ЗАДАНИЕ A
Замените в тексте об А. К. Толстом «Карл XII» на «шведский король» и приведите фрагмент, который начинается словами «Однако стихотворение понравилось» и заканчивается словами «18. С. 544.».
ЗАДАНИЕ B
Откуда и куда срочно выехал А. К. Толстой при первых слухах о скором обнародовании манифеста, согласно тексту об А. К. Толстом?
ЗАДАНИЕ C
Напишите продолжение текста об А. К. Толстом, начиная сразу после его последнего предложения.

ТЕКСТ ДЛЯ ЧТЕНИЯ
★ ★ ★ ★ ★ ★ ★

Однако стихотворение понравилось далеко не всем. Например, Михаил Погодин возразил поэту в статье «Два слова графу А. К. Толстому в ответ на его песню о царе Петре Алексеевиче»: «Правду сказали Вы, что каша, заваренная и замешанная царём Петром Алексеевичем, крута и солона, но, по крайней мере, есть что хлебать, есть чем сыту быть, а попади Карл XII на какого-нибудь Фёдора Алексеевича или Ивана Алексеевича, так пришлось бы, может быть, детушкам надолго и зубы положить на полку…» [50]
50
Барсуков Н. П. Жизнь и труды М. П. Погодина. СПб., 1904. Кн. 18. С. 544.
При первых же слухах о том, что долгожданный манифест об освобождении крестьян будет скоро обнародован, А. К. Толстой срочно выехал из Дрездена в Россию. По пути он не раз слышал разговоры о близкой смуте в связи с манифестом, о необыкновенных происшествиях, являющихся будто бы её предвестием.
Одно из таких происшествий, молва о котором переходила из уст в уста в те дни, А. К. Толстой пересказывает в письме известному либеральному общественному деятелю Николаю Фёдоровичу Крузе:
«Орловской губернии Трубчевского уезда в деревне Вшивой Горке пойман был управляющим помещика Новососкина, из мещан Артемием Никифоровым — дикий генерал, в полной форме, в ботфортах и с знаком ХХХ-летней беспорочной службы. Он совсем отвык говорить, а только очень внятно командовал, и перед поимкой его крестьяне, выезжавшие в лес за дровами, замечали уже несколько дней сряду, что он на заре выходил на небольшую поляну токовать по случаю весны, причём распускал фалды мундира в виде павлиньего хвоста и, повёртываясь направо и налево, что-то такое пел, но крестьяне не могут сказать, что именно, а различили только слова: „Славься, славься!“ Один бессрочно отпускной, выезжавший также за дровами, утверждает, что генерал пел не славься, славься! а просто разные пехотные сигналы. Полагают, что он зиму провёл под корнем сосны, где найдены его испражнения, и думают, что он питался сосанием ботфорт. Как бы то ни было, исправник Трубчевского уезда препроводил его при рапорте в город Орёл. Какого он вероисповеданья — не могли дознаться. Один случай при его поимке возродил даже сомнение насчёт его пола; а именно: когда его схватили, он снёс яйцо величиною с обыкновенное гусиное, но с крапинами тёмно-кирпичного цвета. Яйцо в присутствии понятых положено под индейку, но ещё не известно, что из него выйдет».
Чем не сюжет для какой-нибудь из «сказок» Михаила Евграфовича Салтыкова-Щедрина, например «Дикого помещика»!

★ ★ ★ ★ ★ ★ ★

[Сохранённые записи]
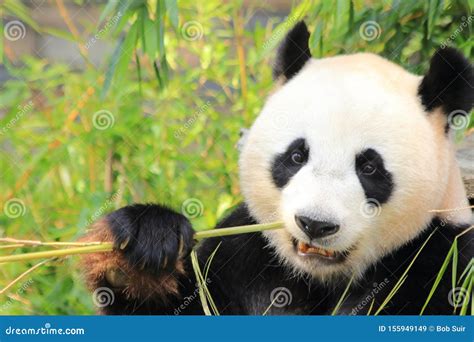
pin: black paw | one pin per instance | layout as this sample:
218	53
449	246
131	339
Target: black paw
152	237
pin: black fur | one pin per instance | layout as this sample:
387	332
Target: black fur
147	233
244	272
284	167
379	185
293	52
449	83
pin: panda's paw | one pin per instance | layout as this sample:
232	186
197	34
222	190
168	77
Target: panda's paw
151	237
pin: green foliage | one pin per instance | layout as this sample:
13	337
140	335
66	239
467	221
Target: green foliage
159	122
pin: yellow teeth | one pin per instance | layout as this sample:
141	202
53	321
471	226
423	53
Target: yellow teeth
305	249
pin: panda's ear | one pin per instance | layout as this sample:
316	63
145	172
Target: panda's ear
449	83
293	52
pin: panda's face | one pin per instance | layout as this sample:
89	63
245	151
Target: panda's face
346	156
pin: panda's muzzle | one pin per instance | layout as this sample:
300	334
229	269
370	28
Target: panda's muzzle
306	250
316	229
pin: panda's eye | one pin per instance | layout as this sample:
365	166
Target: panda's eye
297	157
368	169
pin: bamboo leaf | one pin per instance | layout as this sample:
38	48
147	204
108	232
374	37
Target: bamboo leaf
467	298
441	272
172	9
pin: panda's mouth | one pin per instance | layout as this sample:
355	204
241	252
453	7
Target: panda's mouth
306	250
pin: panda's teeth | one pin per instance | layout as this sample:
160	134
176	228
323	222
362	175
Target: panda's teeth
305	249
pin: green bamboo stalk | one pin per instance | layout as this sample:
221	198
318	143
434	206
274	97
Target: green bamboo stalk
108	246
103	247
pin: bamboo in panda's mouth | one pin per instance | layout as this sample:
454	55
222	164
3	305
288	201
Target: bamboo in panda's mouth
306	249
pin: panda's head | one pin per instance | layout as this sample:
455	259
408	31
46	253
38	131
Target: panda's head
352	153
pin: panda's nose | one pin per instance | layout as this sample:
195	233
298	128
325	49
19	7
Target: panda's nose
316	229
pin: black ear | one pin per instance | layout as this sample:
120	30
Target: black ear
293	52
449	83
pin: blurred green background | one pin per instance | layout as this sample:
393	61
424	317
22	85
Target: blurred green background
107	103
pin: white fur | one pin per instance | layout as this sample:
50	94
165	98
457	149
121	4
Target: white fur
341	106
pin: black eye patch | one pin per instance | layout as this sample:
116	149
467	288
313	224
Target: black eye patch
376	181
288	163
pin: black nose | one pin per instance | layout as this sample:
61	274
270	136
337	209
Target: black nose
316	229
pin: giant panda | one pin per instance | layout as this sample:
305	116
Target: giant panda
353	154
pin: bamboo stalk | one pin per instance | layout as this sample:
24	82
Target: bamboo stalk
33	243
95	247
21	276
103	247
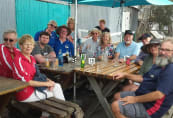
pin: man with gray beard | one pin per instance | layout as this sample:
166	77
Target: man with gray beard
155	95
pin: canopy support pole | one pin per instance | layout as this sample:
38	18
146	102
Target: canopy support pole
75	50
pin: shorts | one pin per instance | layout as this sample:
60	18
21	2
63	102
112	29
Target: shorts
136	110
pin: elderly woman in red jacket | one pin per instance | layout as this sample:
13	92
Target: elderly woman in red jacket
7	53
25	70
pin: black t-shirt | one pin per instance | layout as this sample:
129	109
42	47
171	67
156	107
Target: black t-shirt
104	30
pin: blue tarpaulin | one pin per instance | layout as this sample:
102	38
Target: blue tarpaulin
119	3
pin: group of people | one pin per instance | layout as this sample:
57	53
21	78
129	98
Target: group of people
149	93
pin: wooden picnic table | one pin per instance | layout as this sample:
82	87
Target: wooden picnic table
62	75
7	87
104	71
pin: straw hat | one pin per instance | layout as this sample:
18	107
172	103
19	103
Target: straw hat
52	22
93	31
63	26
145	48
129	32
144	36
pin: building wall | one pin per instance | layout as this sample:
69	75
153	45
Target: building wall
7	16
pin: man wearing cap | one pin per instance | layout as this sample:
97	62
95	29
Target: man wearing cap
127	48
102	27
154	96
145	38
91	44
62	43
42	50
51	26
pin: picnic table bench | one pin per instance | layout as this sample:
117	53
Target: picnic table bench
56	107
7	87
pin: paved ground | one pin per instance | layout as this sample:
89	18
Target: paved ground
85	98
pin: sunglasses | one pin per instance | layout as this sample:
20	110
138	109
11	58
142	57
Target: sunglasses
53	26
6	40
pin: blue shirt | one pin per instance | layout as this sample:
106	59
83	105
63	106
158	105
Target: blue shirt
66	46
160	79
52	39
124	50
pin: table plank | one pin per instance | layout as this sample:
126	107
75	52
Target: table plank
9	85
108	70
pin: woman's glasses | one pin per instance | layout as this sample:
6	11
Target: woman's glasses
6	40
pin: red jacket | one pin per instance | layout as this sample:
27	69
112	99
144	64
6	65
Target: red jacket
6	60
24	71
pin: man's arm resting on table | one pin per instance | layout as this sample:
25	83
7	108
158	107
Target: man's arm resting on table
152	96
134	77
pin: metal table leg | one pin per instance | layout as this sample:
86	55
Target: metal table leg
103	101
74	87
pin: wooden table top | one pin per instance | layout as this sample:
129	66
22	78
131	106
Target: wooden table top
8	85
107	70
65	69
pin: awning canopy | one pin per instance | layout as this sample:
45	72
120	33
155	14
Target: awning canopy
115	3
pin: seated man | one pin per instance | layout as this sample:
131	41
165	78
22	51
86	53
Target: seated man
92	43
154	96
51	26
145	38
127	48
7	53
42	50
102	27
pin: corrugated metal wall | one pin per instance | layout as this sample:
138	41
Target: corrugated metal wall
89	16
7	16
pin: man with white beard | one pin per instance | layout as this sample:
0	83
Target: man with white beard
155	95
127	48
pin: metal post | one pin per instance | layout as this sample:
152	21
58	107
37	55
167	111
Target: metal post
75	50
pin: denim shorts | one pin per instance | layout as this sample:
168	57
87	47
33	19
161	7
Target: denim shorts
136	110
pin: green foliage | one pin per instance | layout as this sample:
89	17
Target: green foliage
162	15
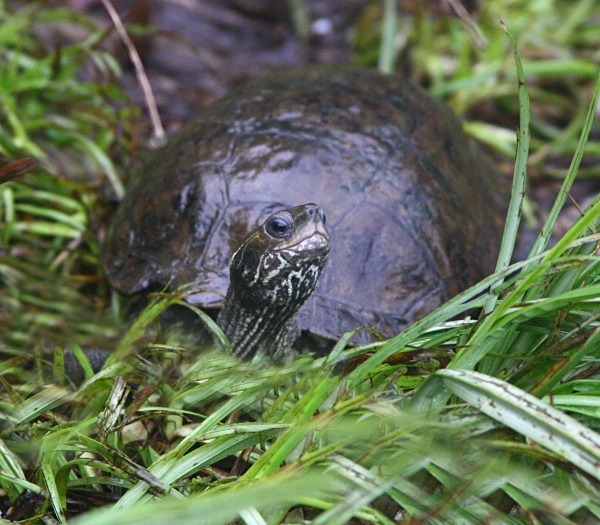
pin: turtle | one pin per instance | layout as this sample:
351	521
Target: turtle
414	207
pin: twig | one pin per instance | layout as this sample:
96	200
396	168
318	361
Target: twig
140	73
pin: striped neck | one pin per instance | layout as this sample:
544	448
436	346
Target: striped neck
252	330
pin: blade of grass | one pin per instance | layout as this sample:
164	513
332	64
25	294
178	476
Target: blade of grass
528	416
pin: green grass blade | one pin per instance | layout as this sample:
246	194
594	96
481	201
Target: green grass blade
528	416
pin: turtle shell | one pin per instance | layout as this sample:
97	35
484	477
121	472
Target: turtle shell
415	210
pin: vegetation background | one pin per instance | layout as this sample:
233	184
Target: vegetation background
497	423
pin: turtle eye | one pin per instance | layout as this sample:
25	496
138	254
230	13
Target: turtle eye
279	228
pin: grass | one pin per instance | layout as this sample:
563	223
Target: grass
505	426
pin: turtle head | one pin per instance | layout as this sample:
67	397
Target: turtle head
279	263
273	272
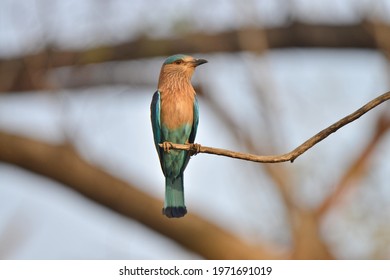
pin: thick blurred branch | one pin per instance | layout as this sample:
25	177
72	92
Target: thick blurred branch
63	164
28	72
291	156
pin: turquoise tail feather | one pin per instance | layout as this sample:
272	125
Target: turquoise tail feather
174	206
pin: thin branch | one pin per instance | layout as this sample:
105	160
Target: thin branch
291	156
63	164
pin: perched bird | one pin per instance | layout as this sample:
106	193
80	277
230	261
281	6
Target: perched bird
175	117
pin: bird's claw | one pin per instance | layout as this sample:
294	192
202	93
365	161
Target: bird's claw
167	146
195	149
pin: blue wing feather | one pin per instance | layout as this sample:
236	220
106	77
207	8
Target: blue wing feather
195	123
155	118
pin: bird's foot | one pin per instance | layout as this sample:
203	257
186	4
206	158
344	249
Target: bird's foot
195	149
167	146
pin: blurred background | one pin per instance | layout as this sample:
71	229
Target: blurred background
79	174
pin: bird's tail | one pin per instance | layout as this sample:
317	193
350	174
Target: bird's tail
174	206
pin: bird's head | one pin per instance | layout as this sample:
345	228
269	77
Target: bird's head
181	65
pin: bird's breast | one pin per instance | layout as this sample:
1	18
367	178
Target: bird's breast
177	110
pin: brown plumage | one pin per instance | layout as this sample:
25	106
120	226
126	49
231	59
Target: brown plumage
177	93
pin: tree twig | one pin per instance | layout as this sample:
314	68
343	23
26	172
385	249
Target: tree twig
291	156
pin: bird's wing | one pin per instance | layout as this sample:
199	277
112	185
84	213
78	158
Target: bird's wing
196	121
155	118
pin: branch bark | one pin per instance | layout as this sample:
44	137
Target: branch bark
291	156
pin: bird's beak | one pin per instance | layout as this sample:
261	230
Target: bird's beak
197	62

★ ★ ★ ★ ★ ★ ★

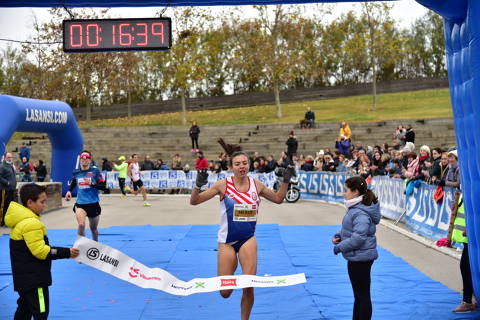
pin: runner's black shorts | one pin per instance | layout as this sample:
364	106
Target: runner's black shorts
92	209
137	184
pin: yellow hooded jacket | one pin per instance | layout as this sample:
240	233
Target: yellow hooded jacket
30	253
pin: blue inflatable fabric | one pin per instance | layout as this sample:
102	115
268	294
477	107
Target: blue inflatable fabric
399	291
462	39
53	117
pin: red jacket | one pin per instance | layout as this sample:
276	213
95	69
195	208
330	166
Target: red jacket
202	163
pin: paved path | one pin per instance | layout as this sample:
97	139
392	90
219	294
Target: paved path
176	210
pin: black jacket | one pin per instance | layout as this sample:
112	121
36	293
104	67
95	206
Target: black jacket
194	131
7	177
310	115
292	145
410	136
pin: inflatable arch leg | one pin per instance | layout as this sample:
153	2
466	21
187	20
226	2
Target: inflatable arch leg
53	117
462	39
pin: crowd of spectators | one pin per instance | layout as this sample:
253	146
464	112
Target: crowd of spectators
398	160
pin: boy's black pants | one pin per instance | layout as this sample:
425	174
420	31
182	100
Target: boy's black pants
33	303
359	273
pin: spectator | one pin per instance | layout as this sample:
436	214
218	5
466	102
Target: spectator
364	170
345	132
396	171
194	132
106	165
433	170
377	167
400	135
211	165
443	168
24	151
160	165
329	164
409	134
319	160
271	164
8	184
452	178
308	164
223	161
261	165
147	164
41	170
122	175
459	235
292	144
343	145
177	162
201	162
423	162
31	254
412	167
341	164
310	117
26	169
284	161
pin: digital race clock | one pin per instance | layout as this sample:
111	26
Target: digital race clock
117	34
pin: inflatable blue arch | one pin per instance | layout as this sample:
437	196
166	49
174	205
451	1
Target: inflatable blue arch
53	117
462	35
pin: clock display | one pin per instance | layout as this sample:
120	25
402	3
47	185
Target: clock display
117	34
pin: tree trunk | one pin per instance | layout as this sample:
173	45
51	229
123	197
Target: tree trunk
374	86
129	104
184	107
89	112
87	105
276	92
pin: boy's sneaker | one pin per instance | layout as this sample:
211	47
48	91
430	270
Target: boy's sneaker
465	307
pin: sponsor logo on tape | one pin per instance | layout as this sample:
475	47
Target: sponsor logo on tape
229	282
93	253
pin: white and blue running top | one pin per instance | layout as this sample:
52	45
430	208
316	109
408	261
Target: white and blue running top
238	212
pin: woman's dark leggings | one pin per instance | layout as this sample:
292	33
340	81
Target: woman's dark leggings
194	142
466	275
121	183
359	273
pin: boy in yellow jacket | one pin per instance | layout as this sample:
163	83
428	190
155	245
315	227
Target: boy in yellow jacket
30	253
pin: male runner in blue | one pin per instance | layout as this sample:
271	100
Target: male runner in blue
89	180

★ ★ ★ ★ ★ ★ ★

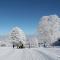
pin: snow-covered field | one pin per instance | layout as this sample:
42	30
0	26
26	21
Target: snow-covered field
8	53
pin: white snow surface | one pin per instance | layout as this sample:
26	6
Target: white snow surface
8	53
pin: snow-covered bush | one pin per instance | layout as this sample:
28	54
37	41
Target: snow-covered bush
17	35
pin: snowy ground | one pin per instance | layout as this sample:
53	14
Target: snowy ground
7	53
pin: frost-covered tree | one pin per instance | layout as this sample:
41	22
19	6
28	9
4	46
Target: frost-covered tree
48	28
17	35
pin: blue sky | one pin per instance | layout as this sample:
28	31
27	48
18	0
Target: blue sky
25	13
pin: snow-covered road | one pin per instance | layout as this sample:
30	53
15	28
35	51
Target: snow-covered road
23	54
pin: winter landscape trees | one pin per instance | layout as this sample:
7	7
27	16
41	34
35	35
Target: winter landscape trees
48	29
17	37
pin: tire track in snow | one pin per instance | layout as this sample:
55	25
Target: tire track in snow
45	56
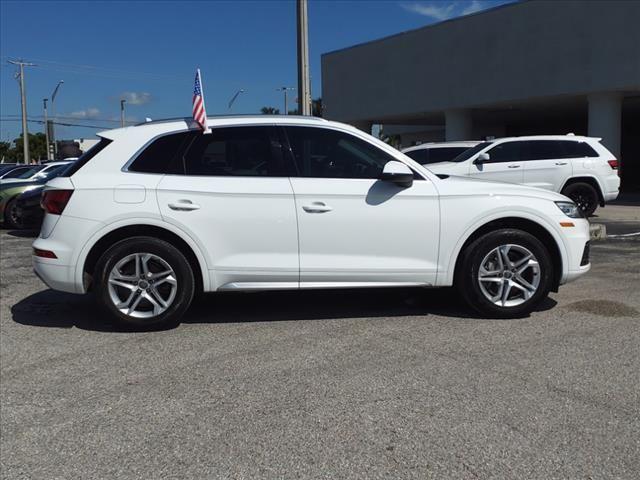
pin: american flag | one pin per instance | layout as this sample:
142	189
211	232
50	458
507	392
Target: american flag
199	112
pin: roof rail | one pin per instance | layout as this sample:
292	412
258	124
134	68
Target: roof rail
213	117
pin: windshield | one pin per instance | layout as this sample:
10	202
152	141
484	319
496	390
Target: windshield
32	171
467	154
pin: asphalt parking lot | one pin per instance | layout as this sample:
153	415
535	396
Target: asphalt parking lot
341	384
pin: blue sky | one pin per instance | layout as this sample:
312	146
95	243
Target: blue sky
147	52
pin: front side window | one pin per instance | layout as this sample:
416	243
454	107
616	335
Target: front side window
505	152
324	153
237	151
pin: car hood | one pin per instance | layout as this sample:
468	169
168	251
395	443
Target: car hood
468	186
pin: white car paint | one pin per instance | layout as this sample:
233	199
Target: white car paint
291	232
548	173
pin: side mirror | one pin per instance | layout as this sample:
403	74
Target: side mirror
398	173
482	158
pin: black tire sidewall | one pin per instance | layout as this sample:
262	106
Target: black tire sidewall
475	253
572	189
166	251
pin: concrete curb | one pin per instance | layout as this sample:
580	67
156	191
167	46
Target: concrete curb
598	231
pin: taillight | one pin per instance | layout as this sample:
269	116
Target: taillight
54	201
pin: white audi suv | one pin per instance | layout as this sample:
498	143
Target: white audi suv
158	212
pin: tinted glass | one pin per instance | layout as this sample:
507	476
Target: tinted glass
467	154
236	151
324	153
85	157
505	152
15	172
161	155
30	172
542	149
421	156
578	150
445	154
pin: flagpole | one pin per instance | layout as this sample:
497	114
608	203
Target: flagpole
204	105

★ ★ ★ ★ ★ ★ ★

ОТВЕТ A
Однако стихотворение понравилось далеко не всем. Например, Михаил Погодин возразил поэту в статье «Два слова графу А. К. Толстому в ответ на его песню о царе Петре Алексеевиче»: «Правду сказали Вы, что каша, заваренная и замешанная царём Петром Алексеевичем, крута и солона, но, по крайней мере, есть что хлебать, есть чем сыту быть, а попади шведский король на какого-нибудь Фёдора Алексеевича или Ивана Алексеевича, так пришлось бы, может быть, детушкам надолго и зубы положить на полку…» [50]
50
Барсуков Н. П. Жизнь и труды М. П. Погодина. СПб., 1904. Кн. 18. С. 544.

ОТВЕТ B
Из Дрездена в Россию.

ОТВЕТ C
Предчувствия оправдались. Вот что происходило в Красном Роге — как следует из письма А. К. Толстого Болеславу Маркевичу:
«Несколько слов по поводу манифестаи впечатления, произведённого им… Весьма жаль, что манифест так длинен и так невразумителен в части, обращённой к крестьянам. Я читал им его сам (помимо священников) в трёх разных деревнях. Они, что вполне естественно, ничего не поняли, но как будто поверили моим объяснениям и вообще вели себя весьма прилично: не было ни пьянства, ни отказа работать и т. д. Каково же было моё удивление, когда я узнал, что в одной из этих трёх деревень они сместили старосту и десятникови что они собираются сместить моих лесничих и всё это под тем предлогом, что (как они утверждают между собой) священник и я читали им фальшивый манифест! По счастию, новые объяснения с манифестом в руке и уговоры привели их в порядок. Вот вам образчик того, что может случиться, если помещик не сохранит присутствия духа. Положения, служащие, так сказать, дополнением к манифесту, столь пространны и столь сложны, что чёрт ногу сломит, и я не сомневаюсь, что во многих местах крестьяне сочтут их чем-то апокрифическим».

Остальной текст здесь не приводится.